- **INPUT DATA**:
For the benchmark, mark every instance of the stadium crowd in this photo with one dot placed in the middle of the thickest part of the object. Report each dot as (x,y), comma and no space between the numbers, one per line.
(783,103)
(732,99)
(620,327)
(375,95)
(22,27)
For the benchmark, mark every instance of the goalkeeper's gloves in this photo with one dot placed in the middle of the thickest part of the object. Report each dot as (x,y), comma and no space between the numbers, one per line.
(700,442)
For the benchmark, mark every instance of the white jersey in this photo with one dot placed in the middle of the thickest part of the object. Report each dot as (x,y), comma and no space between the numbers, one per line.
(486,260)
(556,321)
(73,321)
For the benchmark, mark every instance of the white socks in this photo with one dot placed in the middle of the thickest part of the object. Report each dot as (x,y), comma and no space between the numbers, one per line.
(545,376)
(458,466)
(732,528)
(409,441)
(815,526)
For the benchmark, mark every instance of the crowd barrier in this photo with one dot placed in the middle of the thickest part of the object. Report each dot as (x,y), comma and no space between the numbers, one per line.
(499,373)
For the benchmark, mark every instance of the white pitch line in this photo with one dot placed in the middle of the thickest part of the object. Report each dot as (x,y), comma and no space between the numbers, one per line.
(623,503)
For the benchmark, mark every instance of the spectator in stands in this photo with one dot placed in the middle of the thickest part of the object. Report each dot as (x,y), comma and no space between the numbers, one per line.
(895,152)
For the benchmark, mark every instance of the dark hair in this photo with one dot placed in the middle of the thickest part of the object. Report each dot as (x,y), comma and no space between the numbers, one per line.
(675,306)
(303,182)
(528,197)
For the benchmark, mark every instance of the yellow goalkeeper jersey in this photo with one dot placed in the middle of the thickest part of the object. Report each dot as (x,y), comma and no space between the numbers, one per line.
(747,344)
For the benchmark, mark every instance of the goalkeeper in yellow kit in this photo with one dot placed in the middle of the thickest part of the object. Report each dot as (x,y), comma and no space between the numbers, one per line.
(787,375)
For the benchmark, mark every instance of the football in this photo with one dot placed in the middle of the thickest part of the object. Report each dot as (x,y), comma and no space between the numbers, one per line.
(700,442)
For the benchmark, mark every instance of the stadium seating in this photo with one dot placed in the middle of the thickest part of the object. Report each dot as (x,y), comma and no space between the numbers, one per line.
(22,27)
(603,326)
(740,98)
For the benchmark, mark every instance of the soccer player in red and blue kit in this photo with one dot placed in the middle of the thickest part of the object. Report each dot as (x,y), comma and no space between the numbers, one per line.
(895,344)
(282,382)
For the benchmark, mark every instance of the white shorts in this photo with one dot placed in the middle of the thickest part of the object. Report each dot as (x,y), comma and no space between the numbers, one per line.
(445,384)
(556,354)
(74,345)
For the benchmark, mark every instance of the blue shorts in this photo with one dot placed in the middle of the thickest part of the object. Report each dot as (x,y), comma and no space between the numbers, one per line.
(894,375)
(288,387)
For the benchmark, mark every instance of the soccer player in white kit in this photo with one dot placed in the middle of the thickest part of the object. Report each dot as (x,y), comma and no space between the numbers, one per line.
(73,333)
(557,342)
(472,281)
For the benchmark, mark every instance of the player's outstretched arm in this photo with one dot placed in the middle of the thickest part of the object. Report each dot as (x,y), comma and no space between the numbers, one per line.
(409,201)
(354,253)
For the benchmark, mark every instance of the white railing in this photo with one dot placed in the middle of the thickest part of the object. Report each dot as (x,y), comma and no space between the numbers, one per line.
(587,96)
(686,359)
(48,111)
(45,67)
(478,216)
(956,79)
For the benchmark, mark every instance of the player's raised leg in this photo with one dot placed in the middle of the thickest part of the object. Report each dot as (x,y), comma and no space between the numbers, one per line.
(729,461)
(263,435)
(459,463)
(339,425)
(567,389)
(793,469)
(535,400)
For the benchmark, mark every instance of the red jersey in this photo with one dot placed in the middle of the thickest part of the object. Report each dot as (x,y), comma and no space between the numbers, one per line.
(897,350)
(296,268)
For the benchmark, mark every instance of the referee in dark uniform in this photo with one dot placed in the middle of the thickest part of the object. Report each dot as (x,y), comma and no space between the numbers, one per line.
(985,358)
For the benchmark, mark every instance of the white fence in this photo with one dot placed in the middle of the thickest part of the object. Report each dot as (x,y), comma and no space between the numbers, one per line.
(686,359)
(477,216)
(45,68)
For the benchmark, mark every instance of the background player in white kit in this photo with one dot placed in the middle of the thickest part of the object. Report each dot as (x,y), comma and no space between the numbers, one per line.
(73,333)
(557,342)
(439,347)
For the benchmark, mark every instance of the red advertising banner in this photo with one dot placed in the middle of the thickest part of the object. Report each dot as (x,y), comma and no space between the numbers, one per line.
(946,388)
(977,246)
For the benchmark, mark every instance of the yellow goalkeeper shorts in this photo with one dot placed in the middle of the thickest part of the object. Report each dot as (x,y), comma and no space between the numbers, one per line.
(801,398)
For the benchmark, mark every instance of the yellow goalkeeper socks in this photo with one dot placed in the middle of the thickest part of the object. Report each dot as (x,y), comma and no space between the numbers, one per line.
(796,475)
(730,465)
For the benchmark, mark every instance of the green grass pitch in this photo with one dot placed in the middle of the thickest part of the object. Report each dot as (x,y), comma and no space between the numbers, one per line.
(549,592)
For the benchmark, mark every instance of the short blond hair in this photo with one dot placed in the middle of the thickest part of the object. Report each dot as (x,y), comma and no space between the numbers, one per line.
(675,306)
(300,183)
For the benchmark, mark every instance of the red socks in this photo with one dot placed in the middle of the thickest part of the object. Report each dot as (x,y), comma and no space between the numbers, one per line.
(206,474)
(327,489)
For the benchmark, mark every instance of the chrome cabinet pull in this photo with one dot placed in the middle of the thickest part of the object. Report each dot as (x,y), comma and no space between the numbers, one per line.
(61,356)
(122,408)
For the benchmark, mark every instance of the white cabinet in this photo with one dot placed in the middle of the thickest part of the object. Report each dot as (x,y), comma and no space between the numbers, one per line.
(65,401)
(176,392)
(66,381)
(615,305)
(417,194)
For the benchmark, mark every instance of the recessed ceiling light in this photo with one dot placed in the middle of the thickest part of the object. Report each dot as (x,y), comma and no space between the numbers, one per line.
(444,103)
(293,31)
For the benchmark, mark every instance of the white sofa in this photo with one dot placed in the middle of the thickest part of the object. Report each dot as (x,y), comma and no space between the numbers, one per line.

- **DIRECTIVE**:
Print the material above once more, exactly.

- **TASK SOLUTION**:
For the benchmark, mark every instance of the stadium crowd in this photo with one dot placed in the middle of the thickest part of the object. Report each dot as (x,y), comma and no space between the numbers, one per line.
(783,103)
(732,99)
(620,327)
(375,95)
(22,27)
For the benchmark, mark every instance of the goalkeeper's gloves in this photo with one dot placed in the middle of the thickest part of the object. Report each dot as (x,y), comma and no space between the numbers, one per line.
(700,442)
For the benchmark, mark every instance of the white jersey in this photo with one dot placed in the middle of the thickest part of the object. Report each dot as (x,y), comma and no space between the numbers, one per line.
(486,260)
(556,321)
(73,321)
For the benchmark, mark every instance of the white socks in this photo with one dot placed in the middle of the thickest part of the object. Report each dot as (x,y), comma and no space between the numbers, one per line.
(545,376)
(458,466)
(732,528)
(409,441)
(815,526)
For the benchmark, mark every instance of the crowd barrier in this photo with one dot placed in the middle of the thickest part of the object. Report each dot as (x,y), comma and no space between the numbers, one per line.
(499,373)
For the benchmark, mark every instance of the white pitch line in this photo with one dot placed in the middle of the thickest part of the object. Report each dot as (x,y), comma and no space between the numbers, one per line.
(623,503)
For the benchmark, mark every instance of the spectator in stands in this photo with one dot placed in the middle of the thickest part of the object. Report each dot as (x,y), comma and no space between the numbers, one per line.
(895,152)
For the benchmark, mark every instance of the dark hair in this photo with one dot placed in the middle of the thickest part of the object. Report each dot as (x,y), comma and no space between the numbers, one per line.
(675,306)
(303,182)
(528,197)
For the benchmark, mark every instance of the yellow goalkeeper jersey in this photo with one dot placed in the middle of the thickest part of the object. Report each dot as (x,y), comma and no space between the numbers, one per line.
(747,344)
For the benchmark, mark every instance of the goalkeeper in yellow kit in this photo with one dot placed in the middle of the thickest part of the object. Report each dot as (x,y), comma and no space between the numbers, one per line.
(787,375)
For the benchmark, mark every instance of the football in this photo with one dot placed in the middle of the thickest part of the object. Report each dot as (x,y), comma and no space between the numbers, one per line.
(700,442)
For the benchmark, mark every instance of the stadium seating in this photo with one dot placed in the middle of the thickest part of the object. Report each dot as (x,y), comma and no space between the numbers, one per line.
(22,27)
(603,326)
(740,98)
For the benchmark, mark every instance of the soccer player in red and blue kit in this photo with one dot placed in the middle of the thickest part of the object. Report each dot as (x,y), comma and no space between the numbers, one per line.
(895,344)
(282,382)
For the benchmark, mark every instance of the white shorts in this photo with one dot placed in the middle of the thickest part of the object. Report each dot as (x,y), comma and no space between the numbers, one per line.
(445,384)
(556,354)
(74,345)
For the benchmark, mark every instance of the blue shorts in this photo with one dot placed in the middle of the thickest part of the object. Report each dot as (x,y), comma and no space between the numbers, one per line.
(894,375)
(288,387)
For the benchmark, mark every instance of the soccer player in white kit in this photo with one dot placed in the middle of the thickest part of the object. Report each dot as (x,y), comma and no space between the numbers, one per line.
(73,333)
(557,342)
(472,281)
For the benchmark, mark every instance of the player's outstretched arm in this photo with one dot placed in the middle of the thickest part of the object. Report each dot as (x,y), comma and no space between the numbers, one per line.
(409,201)
(354,253)
For the benchmark, mark every instance of the white railing in this photo with one dot placed in the middle of the thickest part of the object. Report each dot as (x,y), comma and no space between the numbers, one per line.
(587,96)
(686,359)
(48,111)
(45,67)
(478,216)
(956,79)
For the benchmark, mark every instance of the player's raised leg in this photo with one dot placed in the middle of the thickest part of the object. Report each dot as (x,y), comma and no space between the numbers, one per line.
(729,461)
(263,435)
(459,463)
(339,425)
(567,389)
(793,469)
(535,400)
For the benchmark, mark every instance of the red jersey in this photo with one dot placed in the middle of the thickest part of the object. Report each dot as (x,y), comma and no space between the numbers, one per line.
(897,350)
(296,268)
For the benchmark, mark every instance of the referee in dark uniform in this photo with one dot placed in the middle of the thickest part of the object. Report each dot as (x,y), comma and no space between the numbers, one per line.
(985,358)
For the benchmark, mark every instance of the white fence in this photo with one dot placed in the middle of the thickest part of the object. Report each dot as (x,y), comma and no space between the numbers, one per line.
(686,359)
(477,216)
(45,68)
For the benchmark, mark every instance of the background player in white kit in this photo with one dot placed in the middle of the thickest part of the object. Report each dot as (x,y), comma and no space between the numbers, one per line.
(73,333)
(557,342)
(439,347)
For the benchmark, mark every instance of the red advertising banner in this photo with one dot placed in the middle of the thickest part of the object. Report each dot as (x,y), comma and no space between the numbers, one per line.
(946,388)
(977,246)
For the benchmark, mark every instance of the yellow goalkeeper shorts in this photo with one dot placed in the middle of the thickest part of the object. Report each dot as (x,y), comma and no space between the numbers, one per line.
(801,398)
For the benchmark, mark every instance of the yellow goalkeeper socks in this photo with one dot placed in the middle of the thickest part of the object. Report each dot as (x,y), comma and no space between the numbers, one per line.
(796,475)
(730,465)
For the benchmark, mark every instance of the green grass pitch in this photo with one dot placed in the middle of the thickest part of the object. Report each dot as (x,y), comma and no space between the numbers, one per line.
(549,592)
For the benchmark, mark every instance of the short blond hair in this photo with one dot placed in the middle of the thickest part of the object. Report each dot as (x,y), comma and no space between the numbers, one per line.
(675,306)
(300,183)
For the benchmark, mark every instance of the red socks in this photo with one dot placed in the middle of the thickest part of the object. Report each dot as (x,y), comma and no space between the numbers, one per line.
(206,474)
(327,489)
For the benchmark, mark every instance of the chrome cabinet pull in this photo with one dot placed in the middle of the thickest part of the object. Report each dot as (x,y), comma and no space between the numbers, one per line.
(61,356)
(122,408)
For the benchmark, mark every instance of the white cabinet in this photo with one dot placed in the middle of the thickest part of the object. Report each dot as (x,y), comma and no space between the numbers, one per line.
(65,401)
(176,392)
(66,381)
(615,305)
(417,194)
For the benchmark, mark every instance of the recessed ceiling light in this photo with one dot placed in the middle of the thickest part of the object. Report each dot as (x,y), comma and no space between the numbers, one per line.
(444,103)
(293,31)
For the benchmark, mark every instance of the white sofa in this photo with one dot placed in the middle of the thickest part of the object. Report each dot as (x,y), comma and no space between the numbers, one per line.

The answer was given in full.